On September 28, after years of threats and disputes, the CTA tore down most of a mile-long, 100-year-old section of the el along East 63rd Street–half of the Jackson Park leg of the Green Line, which now ends at Cottage Grove. Beyond that stop is an amputated stump and a series of gashes in the sidewalk where the supporting posts were torn out. They’ll be filled in soon, and then, the city promises, it will do right by the neighborhood: the street, now lined mostly with vacant lots, will get new planters and ornamental lampposts.
On the eastern end of the old leg, between Blackstone and Dorchester, is a section that hasn’t come down yet. It was rebuilt with $9 million from the Federal Transit Administration, and to avoid paying the money back, the city had to promise to use the materials elsewhere in the system. Two desolate blocks are now cordoned off while workers remove the gleaming white trestles and lay sections of them on a flatbed that will transport them to the north side, where they’ll be used in the renovation of the O’Hare line or perhaps the new Howard superstation.

++++++

■ THINGS TO DO
A – Return the part of the Green Line passage from "On September 28, after" to "and ornamental lampposts.", word for word.
B – For each statement, say whether the Green Line passage agrees with it, and quote the words that decide it: (i) The Jackson Park leg of the Green Line now ends at Cottage Grove. (ii) The section between Blackstone and Dorchester was rebuilt with city money. (iii) The torn-down stretch of the el was about a mile long.
These entries were drawn from a different source than the text.

(Stored items)
++++++

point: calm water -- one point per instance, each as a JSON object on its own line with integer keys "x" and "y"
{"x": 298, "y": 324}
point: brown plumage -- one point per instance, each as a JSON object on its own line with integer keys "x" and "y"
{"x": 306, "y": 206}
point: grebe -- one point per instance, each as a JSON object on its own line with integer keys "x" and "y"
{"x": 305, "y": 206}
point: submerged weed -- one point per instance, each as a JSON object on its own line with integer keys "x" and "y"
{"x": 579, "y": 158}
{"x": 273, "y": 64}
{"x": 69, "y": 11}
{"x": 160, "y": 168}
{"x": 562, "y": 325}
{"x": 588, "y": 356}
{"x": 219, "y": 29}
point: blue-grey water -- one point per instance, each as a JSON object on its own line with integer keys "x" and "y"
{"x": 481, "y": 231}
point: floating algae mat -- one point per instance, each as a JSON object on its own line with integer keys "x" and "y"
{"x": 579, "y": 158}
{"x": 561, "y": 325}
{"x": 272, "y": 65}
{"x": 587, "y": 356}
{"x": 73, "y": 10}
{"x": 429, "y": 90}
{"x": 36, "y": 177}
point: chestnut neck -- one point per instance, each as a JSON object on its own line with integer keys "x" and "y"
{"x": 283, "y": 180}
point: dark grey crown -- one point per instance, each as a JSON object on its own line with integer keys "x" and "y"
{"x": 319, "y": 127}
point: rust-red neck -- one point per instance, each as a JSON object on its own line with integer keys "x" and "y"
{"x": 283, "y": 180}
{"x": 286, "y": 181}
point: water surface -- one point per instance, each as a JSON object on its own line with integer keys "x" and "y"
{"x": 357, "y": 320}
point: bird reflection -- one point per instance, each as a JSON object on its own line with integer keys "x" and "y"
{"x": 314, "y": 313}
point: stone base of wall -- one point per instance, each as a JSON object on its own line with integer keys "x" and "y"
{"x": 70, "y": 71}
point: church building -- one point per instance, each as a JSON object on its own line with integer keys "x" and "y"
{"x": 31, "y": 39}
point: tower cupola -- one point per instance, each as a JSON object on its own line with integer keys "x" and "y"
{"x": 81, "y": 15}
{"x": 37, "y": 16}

++++++

■ EXERCISE RESULTS
A –
On September 28, after years of threats and disputes, the CTA tore down most of a mile-long, 100-year-old section of the el along East 63rd Street–half of the Jackson Park leg of the Green Line, which now ends at Cottage Grove. Beyond that stop is an amputated stump and a series of gashes in the sidewalk where the supporting posts were torn out. They’ll be filled in soon, and then, the city promises, it will do right by the neighborhood: the street, now lined mostly with vacant lots, will get new planters and ornamental lampposts.

B –
(i) Yes: "which now ends at Cottage Grove"
(ii) No: "It was rebuilt with $9 million from the Federal Transit Administration"
(iii) Yes: "a mile-long, 100-year-old section of the el"